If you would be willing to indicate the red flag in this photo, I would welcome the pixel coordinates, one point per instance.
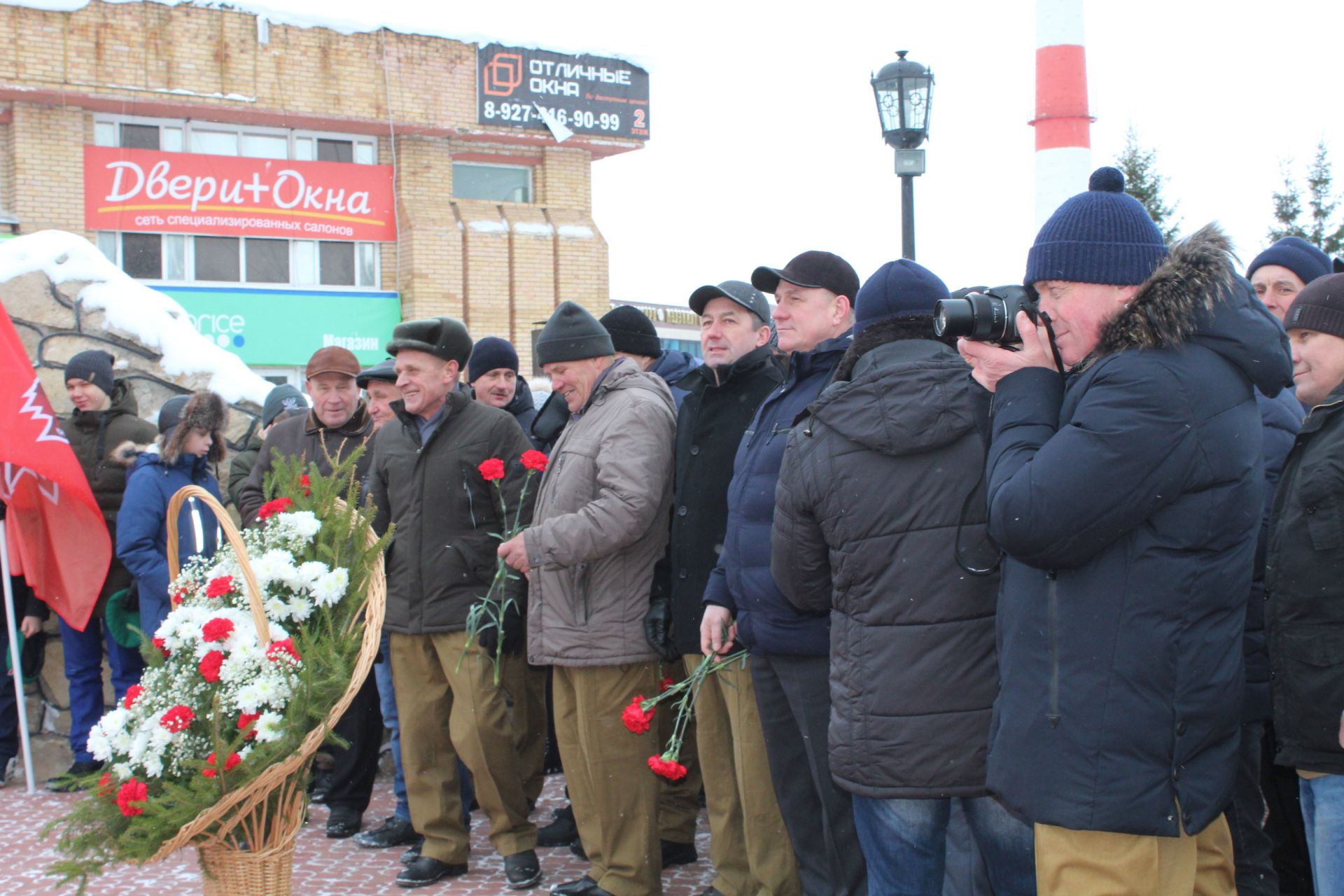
(58, 539)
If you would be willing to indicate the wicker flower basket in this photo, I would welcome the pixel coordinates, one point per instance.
(248, 839)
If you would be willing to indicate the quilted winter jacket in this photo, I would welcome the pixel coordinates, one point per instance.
(866, 519)
(601, 524)
(1128, 498)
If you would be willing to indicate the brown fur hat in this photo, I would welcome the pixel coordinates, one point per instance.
(203, 412)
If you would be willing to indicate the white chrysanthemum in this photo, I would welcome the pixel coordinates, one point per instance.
(331, 587)
(269, 727)
(274, 566)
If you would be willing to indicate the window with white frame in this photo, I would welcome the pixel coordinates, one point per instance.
(242, 260)
(234, 260)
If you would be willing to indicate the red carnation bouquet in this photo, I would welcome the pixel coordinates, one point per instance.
(638, 715)
(489, 612)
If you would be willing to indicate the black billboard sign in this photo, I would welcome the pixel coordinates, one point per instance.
(521, 88)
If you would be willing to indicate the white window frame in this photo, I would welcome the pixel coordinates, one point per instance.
(531, 178)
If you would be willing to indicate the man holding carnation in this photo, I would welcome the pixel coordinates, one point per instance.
(428, 480)
(600, 527)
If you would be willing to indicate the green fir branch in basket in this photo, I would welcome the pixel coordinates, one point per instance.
(220, 703)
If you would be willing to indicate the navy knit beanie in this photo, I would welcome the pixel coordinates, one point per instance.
(1297, 255)
(94, 367)
(632, 331)
(491, 354)
(898, 289)
(1100, 237)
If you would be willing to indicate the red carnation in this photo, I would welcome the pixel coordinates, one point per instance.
(178, 719)
(671, 770)
(272, 508)
(245, 723)
(636, 718)
(132, 792)
(210, 665)
(219, 587)
(210, 771)
(280, 649)
(217, 629)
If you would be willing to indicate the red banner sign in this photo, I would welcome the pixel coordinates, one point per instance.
(178, 192)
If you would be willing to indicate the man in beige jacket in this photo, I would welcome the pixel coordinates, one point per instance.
(598, 528)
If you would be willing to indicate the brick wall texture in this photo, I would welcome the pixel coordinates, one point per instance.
(502, 267)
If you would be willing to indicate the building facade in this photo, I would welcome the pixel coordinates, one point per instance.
(295, 187)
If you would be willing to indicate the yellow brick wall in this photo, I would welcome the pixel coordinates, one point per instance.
(500, 280)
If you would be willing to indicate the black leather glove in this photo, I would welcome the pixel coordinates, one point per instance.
(514, 633)
(657, 628)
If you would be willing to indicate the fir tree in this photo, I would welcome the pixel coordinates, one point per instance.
(1145, 184)
(1320, 229)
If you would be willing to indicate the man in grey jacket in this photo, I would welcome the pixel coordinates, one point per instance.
(598, 528)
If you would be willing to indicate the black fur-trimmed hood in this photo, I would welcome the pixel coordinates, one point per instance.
(1196, 298)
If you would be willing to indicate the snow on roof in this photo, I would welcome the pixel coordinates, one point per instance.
(156, 320)
(363, 18)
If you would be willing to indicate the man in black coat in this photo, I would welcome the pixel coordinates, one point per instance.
(748, 843)
(1304, 584)
(881, 493)
(1126, 496)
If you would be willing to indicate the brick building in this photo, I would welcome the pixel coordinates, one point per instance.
(489, 222)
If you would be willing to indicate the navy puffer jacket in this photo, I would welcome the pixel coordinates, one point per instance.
(1129, 500)
(768, 624)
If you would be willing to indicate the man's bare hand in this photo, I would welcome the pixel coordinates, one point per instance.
(991, 363)
(718, 630)
(515, 554)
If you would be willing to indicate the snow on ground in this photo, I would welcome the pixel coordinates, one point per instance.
(156, 320)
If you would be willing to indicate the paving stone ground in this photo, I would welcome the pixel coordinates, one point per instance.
(321, 867)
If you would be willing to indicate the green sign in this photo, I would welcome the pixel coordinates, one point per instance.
(284, 327)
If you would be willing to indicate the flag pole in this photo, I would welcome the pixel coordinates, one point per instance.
(17, 662)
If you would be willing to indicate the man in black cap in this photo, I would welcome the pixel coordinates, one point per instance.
(634, 336)
(790, 650)
(281, 403)
(105, 416)
(746, 844)
(589, 555)
(426, 481)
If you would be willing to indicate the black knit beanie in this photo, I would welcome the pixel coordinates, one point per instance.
(93, 365)
(491, 354)
(632, 332)
(1319, 307)
(571, 335)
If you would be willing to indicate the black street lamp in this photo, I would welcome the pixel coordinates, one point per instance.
(904, 90)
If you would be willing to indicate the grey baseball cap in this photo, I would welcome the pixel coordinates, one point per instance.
(743, 295)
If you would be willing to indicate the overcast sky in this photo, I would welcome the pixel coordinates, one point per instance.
(765, 139)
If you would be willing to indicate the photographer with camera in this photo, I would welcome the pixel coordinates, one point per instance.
(1128, 498)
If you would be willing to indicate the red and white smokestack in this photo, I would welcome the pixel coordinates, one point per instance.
(1062, 122)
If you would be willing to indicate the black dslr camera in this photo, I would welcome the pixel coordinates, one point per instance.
(984, 315)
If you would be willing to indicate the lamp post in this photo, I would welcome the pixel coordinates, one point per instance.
(904, 90)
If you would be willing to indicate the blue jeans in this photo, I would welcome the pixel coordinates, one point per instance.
(905, 844)
(84, 672)
(387, 703)
(1323, 812)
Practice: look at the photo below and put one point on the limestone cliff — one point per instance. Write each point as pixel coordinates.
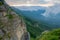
(12, 26)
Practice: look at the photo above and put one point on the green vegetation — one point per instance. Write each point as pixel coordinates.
(1, 3)
(35, 29)
(51, 35)
(10, 16)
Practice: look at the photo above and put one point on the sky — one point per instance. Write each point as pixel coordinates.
(32, 2)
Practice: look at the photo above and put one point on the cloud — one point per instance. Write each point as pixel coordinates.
(40, 2)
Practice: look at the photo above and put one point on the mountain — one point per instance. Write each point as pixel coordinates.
(49, 15)
(39, 19)
(11, 24)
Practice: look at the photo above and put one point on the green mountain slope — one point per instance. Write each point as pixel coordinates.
(50, 35)
(35, 29)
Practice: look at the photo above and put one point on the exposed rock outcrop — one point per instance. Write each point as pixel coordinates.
(12, 26)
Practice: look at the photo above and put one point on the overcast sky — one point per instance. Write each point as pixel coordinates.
(15, 2)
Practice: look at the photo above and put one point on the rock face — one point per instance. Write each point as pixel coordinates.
(12, 26)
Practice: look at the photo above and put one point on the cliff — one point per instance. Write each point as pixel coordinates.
(12, 25)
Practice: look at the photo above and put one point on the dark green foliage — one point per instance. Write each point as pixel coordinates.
(35, 29)
(51, 35)
(10, 16)
(1, 3)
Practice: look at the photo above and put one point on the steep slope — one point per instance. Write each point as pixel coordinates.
(12, 26)
(35, 29)
(50, 35)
···
EXERCISE PROMPT> Set every line of the records down again exactly, and exclude all pictures.

RESPONSE FOR THIS EXERCISE>
If you would be willing to indicate the red flag in this photo, I would welcome the pixel coordinates, one point per instance.
(58, 539)
If you would be willing to indicate the wicker flower basket in this photo, I would welcome the pixel coordinates, one point per instance.
(248, 839)
If you would be willing to indicate the quilted winter jacket in this photo, I would welcome the pixel coordinates, one point per instance.
(866, 519)
(601, 524)
(1128, 498)
If you would be willing to indicate the brown fur hat in this photo, I would welcome the pixel coordinates, one point per instance.
(203, 412)
If you would be willing to indicate the white chrysanthemum in this photo, I would welcome the pixel coordinates, one point per instance.
(331, 587)
(269, 727)
(274, 566)
If you would be willing to indicate the window with white frame in this photo, I would welcome the pixel coordinates, one point per instance.
(242, 260)
(234, 260)
If you would be willing to indicate the red carnation bouquet in this photo, I would welcome the pixel coordinates, one point per instance.
(638, 715)
(489, 612)
If you would be willing to indicate the black billboard sign in this photo, I would welcome the pixel coordinates, one point per instance.
(521, 88)
If you would be willing to indicate the white window frame in this photo, I would welcome the pixel coordinates, one point per instance.
(531, 178)
If you would be willing to indicate the man holding carnation in this photo, I would welcome the pixel coordinates, one point per instance.
(428, 480)
(600, 527)
If you would be willing to indicate the green fir branch in basket in this photo, I would welcome the pixel coordinates, one point per instance.
(220, 703)
If you would be willing to indicate the navy knit beanie in this photo, I would welcome the pixel coordinates, one point per instance.
(1297, 255)
(94, 367)
(632, 331)
(491, 354)
(898, 289)
(1100, 237)
If you would be willing to indicate the red carnation in this photo, I would welcome the pixel coordinates, one point per instance.
(178, 719)
(671, 770)
(272, 508)
(245, 723)
(636, 718)
(132, 792)
(210, 665)
(219, 587)
(210, 771)
(280, 649)
(217, 629)
If you would be willing to indicate the red banner sign in this photo, I would welcome the pixel coordinates, one point per instance.
(178, 192)
If you would be willing to indicate the man in beige jacket in this photo, I would welcome the pixel coordinates, one point per instance.
(598, 528)
If you would be willing to indicate the brick wall texture in this photo, I would welcome the pixel coordinates, one point per instance.
(502, 267)
If you would be willing to indicate the building facade in this photo, I would welcome the pixel coordinates, one point per instance.
(295, 187)
If you would be willing to indicate the yellow brick wall in this photo, I would welcome the pixel coordinates, one point per instance.
(500, 280)
If you would be willing to indicate the black leather glove in this photo, I would welcome the pixel coordinates, one point per instance.
(514, 633)
(657, 628)
If you would be willing to indicate the fir tree in this photo, I would welcome the pixel coordinates, one point per instance.
(1145, 184)
(1320, 229)
If you would be willing to indicate the man in grey jacket in this photo, I would welcome the pixel coordinates, one point per instance.
(598, 528)
If you would be willing to indicate the black fur-trimmed hood in this photo, I would welcome the pixel coordinates, one point per instance.
(1196, 298)
If you would be willing to indicate the snow on roof in this photo, I would welcome the pixel coordinates, one point per instance.
(156, 320)
(363, 18)
If you would be willing to indicate the man in black coat in this photo, I would welcome the pixel coordinates, one point per instance.
(748, 843)
(1304, 584)
(881, 493)
(1126, 496)
If you would be willing to indicate the brick building in this photo, I would welcome the pixel coordinates, one point per instance.
(489, 222)
If you would be willing to indicate the navy puffer jacket in this photo, I would welcome the pixel coordinates, one point per instance.
(1129, 500)
(768, 624)
If you would be willing to indicate the man's bare hand in this photo, I would welcome the pixel coordinates, one point per instance.
(991, 363)
(718, 630)
(515, 554)
If you would be willing to indicate the snow on ground in this photo, I would welcome the pixel coordinates, one point per instance.
(156, 320)
If you would be willing to indicate the paving stone ground in this photo, I would welcome the pixel coordinates, one point per instance.
(321, 867)
If you would be willing to indicate the green sign in this photo, I would welcome the pixel coordinates, one point per instance.
(284, 327)
If you would be willing to indicate the flag pole in this photo, I would welcome the pixel coordinates, one point per instance.
(17, 662)
If you would be willing to indicate the man in black cap in this photo, I would welcome the pixel coordinates, one point per instance.
(634, 336)
(790, 650)
(281, 403)
(105, 416)
(746, 844)
(589, 555)
(426, 481)
If you would be willing to indicate the black knit beanie in this photo, I would welcome the pixel coordinates, one point per instance.
(93, 365)
(491, 354)
(632, 332)
(1319, 307)
(571, 335)
If you would be willing to indicate the black street lamp in this photo, I would welcome the pixel coordinates, one point per instance.
(904, 90)
If you would be willing to indicate the grey baseball cap in this photo, I would welcome the pixel coordinates, one point per instance.
(743, 295)
If you would be willing to indicate the overcast sky in this photo, I would welcome the pixel coordinates, one point per instance.
(765, 139)
If you would be willing to indicate the photographer with camera in this photo, I would welcome the pixel coordinates, one point per instance.
(1128, 498)
If you would be willing to indicate the red and white smokestack in this photo, I would welcome the pixel coordinates, one point per instance.
(1062, 122)
If you would be willing to indicate the black dslr camera in this photo, I would welcome the pixel coordinates, one point per instance.
(984, 315)
If you would be willing to indicate the lamp post in this photo, I would welcome the pixel coordinates, one point per instance.
(904, 90)
If you would be willing to indicate the blue jeans in this photo, I would welcome the pixel coordinates, one point per instance.
(905, 844)
(84, 672)
(387, 703)
(1323, 812)
Practice: look at the photo below and put one point on the limestone cliff — one point per instance. Write each point as pixel coordinates.
(12, 26)
Practice: look at the photo above and put one point on the green vegetation — one point per instance. Write each point as pixel coordinates.
(1, 3)
(35, 29)
(51, 35)
(10, 16)
Practice: look at the photo above and put one point on the sky — one point per instance. Write each point as pixel coordinates.
(32, 2)
Practice: look at the photo above and put one point on the cloud — one point per instance. Write each point as pixel coordinates.
(40, 2)
Practice: look at the photo above and put one point on the mountain — one point per instance. Write each point as pixel coordinates.
(49, 15)
(39, 19)
(11, 24)
Practice: look at the photo above and put one point on the green mountain slope — one point per instance. Write each point as pixel coordinates.
(50, 35)
(35, 29)
Practice: look at the photo above and put one point on the exposed rock outcrop — one point per instance. Write each point as pixel coordinates.
(12, 26)
Practice: look at the photo above and put one point on the overcast sky — one point per instance. Write each point as pixel coordinates.
(15, 2)
Practice: look at the photo above and put one point on the rock face — one point per instance. Write each point as pixel coordinates.
(12, 26)
Practice: look at the photo above and put one point on the cliff — one point per instance. Write each point as pixel coordinates.
(12, 25)
Practice: look at the photo above and put one point on the dark green foliage — one point per instance. Write each point as pixel coordinates.
(35, 29)
(51, 35)
(10, 16)
(1, 3)
Practice: look at the photo above and put one point on the steep slope — one point per instance. Write each point as pixel coordinates.
(12, 26)
(35, 29)
(50, 35)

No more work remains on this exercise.